## TUGAS YANG DIKERJAKAN
Tuliskan ulang dengan persis bagian teks tentang koreksi bentuk wajah, mulai dari "Perawatan wajah memang" sampai dengan "sisi psikologis seseorang.".

## TEKS YANG DITAMPILKAN
====================
Perawatan wajah memang perlu. Tapi kalau untuk koreksi bentuk wajah, hanya beberapa orang saja yang melakukannya. Biasanya, keinginan untuk mengoreksi wajah itu berkaitan dengan sisi psikologis seseorang.
Hanya perempuan-perempuan yang tidak puas diri dan tidak percaya diri yang ingin mengubah wajahnya. Padahal, meski tidak memiliki wajah yang sempurna, jika dia percaya diri, hal itu bukan masalah. Dan ia tidak perlu repot-repot membentuk wajahnya.
"Cuman kalau orang sudah terobsesi memang susah," katanya.
Perempuan dapat melakukan hal apa saja untuk mendapatkan wajah cantik seperti yang ia idamkan. Apalagi jika ia memiliki uang. Karena pembentukan atau koreksi wajah memang membutuhkan modal.
Ambil contoh tarif Rp 30 juta per tindakan yang dikenakan ke perempuan muda tadi. Meskipun memang, menurut dr Wilma, tarif itu terlalu mahal untuk satu kali perawatan. Namun, menurut dr Gita Puspita, tarif itu sudah biasa di daerah Jakarta.
====================
## BAGIAN DATA
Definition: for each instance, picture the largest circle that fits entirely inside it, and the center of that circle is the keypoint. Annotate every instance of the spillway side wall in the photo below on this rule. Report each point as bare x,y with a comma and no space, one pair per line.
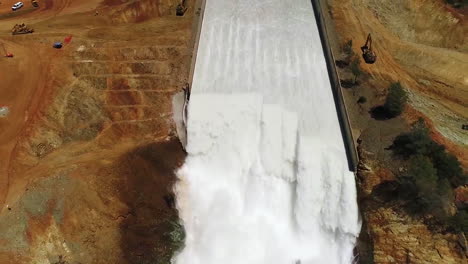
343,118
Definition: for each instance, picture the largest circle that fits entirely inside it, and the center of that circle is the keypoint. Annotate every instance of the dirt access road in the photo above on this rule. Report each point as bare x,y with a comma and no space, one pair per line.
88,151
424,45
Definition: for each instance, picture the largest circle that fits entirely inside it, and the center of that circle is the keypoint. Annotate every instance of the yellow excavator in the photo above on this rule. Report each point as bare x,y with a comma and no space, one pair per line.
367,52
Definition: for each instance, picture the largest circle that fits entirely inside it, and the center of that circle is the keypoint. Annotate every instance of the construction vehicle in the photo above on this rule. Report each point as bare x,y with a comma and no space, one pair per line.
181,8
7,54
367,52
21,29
====================
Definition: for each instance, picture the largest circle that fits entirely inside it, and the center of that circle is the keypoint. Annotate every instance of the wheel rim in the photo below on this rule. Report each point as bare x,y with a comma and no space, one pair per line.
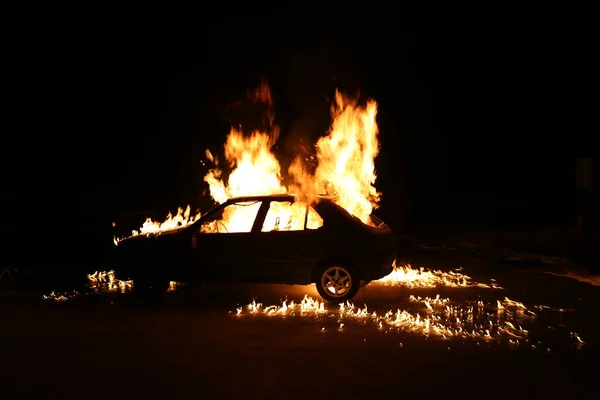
====================
## JAWABAN LATIHAN
Perawatan wajah memang perlu. Tapi kalau untuk koreksi bentuk wajah, hanya beberapa orang saja yang melakukannya. Biasanya, keinginan untuk mengoreksi wajah itu berkaitan dengan sisi psikologis seseorang.